──────── Provided records

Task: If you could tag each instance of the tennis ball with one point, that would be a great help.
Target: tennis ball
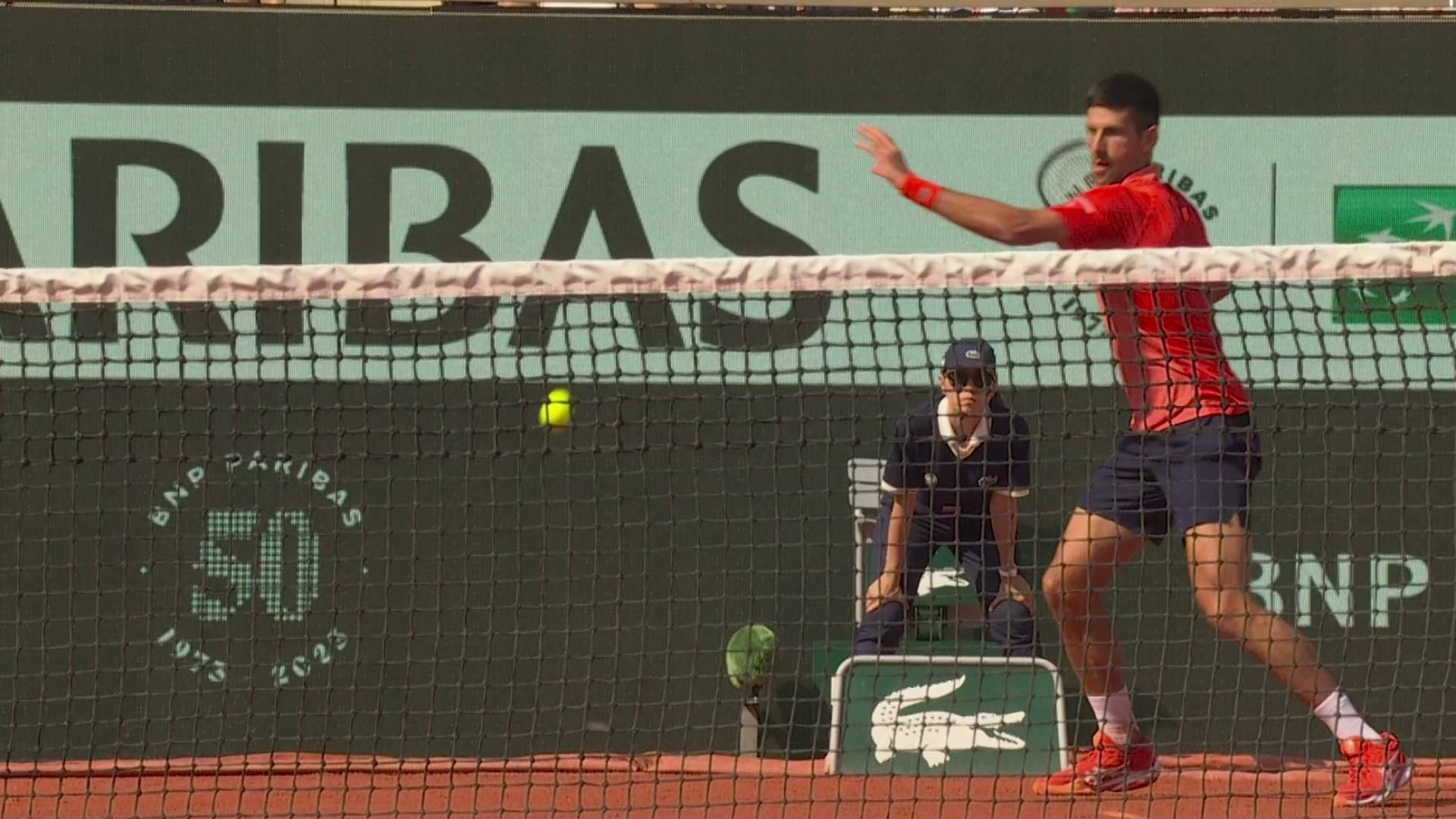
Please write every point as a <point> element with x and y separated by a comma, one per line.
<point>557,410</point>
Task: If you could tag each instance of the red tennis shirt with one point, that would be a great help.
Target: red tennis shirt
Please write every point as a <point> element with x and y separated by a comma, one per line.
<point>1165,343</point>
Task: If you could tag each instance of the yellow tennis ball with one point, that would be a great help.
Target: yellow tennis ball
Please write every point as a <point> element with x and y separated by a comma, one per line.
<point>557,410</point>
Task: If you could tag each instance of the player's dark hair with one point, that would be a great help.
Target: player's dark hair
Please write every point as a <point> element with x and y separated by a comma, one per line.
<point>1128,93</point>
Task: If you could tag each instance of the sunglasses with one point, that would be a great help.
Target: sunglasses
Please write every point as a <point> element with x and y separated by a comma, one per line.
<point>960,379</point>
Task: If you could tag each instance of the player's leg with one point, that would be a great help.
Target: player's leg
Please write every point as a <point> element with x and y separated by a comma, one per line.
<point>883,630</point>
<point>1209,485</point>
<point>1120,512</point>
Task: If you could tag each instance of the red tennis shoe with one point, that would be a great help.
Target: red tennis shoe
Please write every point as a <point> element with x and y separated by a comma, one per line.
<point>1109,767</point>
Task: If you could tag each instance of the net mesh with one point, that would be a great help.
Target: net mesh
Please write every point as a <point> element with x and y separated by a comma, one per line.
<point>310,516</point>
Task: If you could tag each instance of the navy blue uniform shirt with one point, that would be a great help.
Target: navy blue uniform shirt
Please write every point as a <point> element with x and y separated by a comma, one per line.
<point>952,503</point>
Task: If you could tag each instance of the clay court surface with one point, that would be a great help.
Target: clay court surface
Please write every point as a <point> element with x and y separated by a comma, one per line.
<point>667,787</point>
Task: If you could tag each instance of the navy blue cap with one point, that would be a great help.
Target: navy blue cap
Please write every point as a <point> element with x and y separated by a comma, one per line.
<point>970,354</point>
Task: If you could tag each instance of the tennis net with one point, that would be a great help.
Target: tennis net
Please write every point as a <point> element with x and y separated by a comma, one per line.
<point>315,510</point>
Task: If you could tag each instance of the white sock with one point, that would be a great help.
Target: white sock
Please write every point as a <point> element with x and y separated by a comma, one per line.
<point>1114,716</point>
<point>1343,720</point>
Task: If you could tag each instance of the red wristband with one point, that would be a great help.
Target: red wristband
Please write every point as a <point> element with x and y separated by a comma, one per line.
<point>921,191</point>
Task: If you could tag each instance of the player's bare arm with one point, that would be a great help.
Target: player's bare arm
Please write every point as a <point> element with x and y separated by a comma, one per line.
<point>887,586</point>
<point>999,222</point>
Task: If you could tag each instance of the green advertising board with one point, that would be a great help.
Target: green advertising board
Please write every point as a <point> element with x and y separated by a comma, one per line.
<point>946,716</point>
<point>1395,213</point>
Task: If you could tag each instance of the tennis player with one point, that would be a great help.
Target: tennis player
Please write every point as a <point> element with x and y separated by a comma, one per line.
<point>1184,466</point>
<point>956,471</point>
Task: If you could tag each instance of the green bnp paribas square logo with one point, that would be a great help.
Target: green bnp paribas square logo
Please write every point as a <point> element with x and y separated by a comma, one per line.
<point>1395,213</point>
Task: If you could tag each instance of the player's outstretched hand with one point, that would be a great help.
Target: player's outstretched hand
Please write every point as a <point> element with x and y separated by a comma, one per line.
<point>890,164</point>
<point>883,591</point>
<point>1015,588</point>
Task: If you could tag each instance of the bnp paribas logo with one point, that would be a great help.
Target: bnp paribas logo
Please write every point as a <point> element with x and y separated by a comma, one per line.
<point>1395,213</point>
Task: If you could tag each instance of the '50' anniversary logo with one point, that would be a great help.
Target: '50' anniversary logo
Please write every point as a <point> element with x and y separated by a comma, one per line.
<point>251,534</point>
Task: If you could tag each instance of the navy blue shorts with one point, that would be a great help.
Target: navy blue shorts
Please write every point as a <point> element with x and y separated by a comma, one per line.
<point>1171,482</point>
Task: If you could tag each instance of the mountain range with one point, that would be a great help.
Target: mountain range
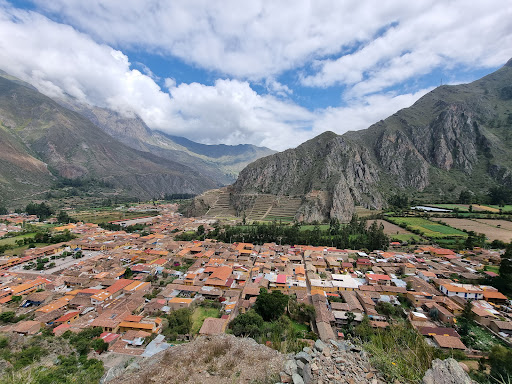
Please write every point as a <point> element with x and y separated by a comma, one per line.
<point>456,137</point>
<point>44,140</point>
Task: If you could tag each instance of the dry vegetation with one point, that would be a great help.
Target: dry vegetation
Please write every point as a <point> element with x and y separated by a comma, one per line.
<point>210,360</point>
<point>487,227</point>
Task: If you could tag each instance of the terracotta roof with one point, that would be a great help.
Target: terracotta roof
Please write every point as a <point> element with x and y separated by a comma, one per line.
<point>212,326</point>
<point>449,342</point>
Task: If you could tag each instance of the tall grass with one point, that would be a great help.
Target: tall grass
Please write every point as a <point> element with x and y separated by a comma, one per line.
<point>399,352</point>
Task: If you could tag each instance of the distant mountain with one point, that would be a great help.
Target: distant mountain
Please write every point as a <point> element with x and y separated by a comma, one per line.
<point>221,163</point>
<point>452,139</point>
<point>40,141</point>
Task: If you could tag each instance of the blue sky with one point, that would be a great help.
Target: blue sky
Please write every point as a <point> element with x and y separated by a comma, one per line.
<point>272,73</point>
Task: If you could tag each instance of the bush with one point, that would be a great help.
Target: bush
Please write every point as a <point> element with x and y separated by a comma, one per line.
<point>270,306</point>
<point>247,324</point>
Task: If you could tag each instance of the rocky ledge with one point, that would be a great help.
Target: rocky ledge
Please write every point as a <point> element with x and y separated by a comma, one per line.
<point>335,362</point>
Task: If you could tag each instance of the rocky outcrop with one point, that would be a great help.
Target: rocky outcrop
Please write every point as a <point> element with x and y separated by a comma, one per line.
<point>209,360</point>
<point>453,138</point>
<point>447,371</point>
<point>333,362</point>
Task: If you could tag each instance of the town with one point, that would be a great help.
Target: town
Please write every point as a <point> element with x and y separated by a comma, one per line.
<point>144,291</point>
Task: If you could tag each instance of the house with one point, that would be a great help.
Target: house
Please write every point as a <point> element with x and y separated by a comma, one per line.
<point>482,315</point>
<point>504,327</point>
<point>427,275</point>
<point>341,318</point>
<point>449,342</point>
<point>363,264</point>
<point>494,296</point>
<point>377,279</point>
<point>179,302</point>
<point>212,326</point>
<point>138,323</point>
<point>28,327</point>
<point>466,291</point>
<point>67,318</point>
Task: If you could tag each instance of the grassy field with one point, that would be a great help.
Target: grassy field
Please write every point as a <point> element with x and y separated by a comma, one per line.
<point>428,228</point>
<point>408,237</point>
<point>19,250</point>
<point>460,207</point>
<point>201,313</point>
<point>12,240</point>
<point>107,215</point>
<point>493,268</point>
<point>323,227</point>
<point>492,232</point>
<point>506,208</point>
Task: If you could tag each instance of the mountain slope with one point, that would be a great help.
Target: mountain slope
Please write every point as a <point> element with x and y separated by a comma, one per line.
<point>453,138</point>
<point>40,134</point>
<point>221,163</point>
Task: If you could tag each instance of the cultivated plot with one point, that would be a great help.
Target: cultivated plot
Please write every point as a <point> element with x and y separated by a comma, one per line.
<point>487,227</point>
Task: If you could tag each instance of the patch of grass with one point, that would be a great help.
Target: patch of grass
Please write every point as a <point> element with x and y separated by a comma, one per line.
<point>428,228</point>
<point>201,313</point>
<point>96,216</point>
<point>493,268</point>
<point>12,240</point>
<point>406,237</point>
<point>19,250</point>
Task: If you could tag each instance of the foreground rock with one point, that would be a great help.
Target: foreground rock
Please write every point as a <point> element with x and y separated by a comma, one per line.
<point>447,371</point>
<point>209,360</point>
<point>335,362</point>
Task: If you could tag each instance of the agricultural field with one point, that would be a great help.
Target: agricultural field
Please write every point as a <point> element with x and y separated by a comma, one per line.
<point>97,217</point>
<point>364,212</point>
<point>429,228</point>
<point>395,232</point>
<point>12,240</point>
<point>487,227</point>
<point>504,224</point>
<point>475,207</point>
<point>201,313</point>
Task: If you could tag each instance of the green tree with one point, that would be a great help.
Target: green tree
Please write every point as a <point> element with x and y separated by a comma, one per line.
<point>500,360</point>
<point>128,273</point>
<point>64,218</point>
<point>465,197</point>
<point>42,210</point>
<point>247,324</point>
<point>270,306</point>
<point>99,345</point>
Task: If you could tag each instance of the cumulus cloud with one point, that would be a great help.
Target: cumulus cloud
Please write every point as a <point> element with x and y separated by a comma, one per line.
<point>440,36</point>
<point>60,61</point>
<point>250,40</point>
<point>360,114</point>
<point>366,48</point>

────────────────

# Task instructions
Copy the records word for word, from the very start down through the line containing "<point>960,379</point>", leaving the pictures out.

# Written reply
Task: If you could tag each instance of the tennis ball with one point, that would be a great help.
Target: tennis ball
Please write every point as a <point> element with x and y separated by a comma, one per line.
<point>557,410</point>
Task: If you could tag each instance of the red tennis shirt with one point, that would be a great help.
Target: red tennis shirt
Please write every point as a <point> element with x and y separated by a comma, one per line.
<point>1165,343</point>
Task: If you could tag each instance of the yellow tennis ball with one point, that would be a great help.
Target: yellow tennis ball
Please write every point as a <point> element with x and y separated by a comma, one per line.
<point>557,410</point>
Task: If you could tag each instance of the player's dark hair with one point, that would be a great help.
Target: player's dark hair
Please write every point as a <point> element with x and y separated by a comma, one per line.
<point>1128,93</point>
Task: If you could tag each instance of the sunglasses with one point, that would be a great help.
Target: sunglasses
Please write every point as a <point> element with x and y separated by a comma, one per line.
<point>960,379</point>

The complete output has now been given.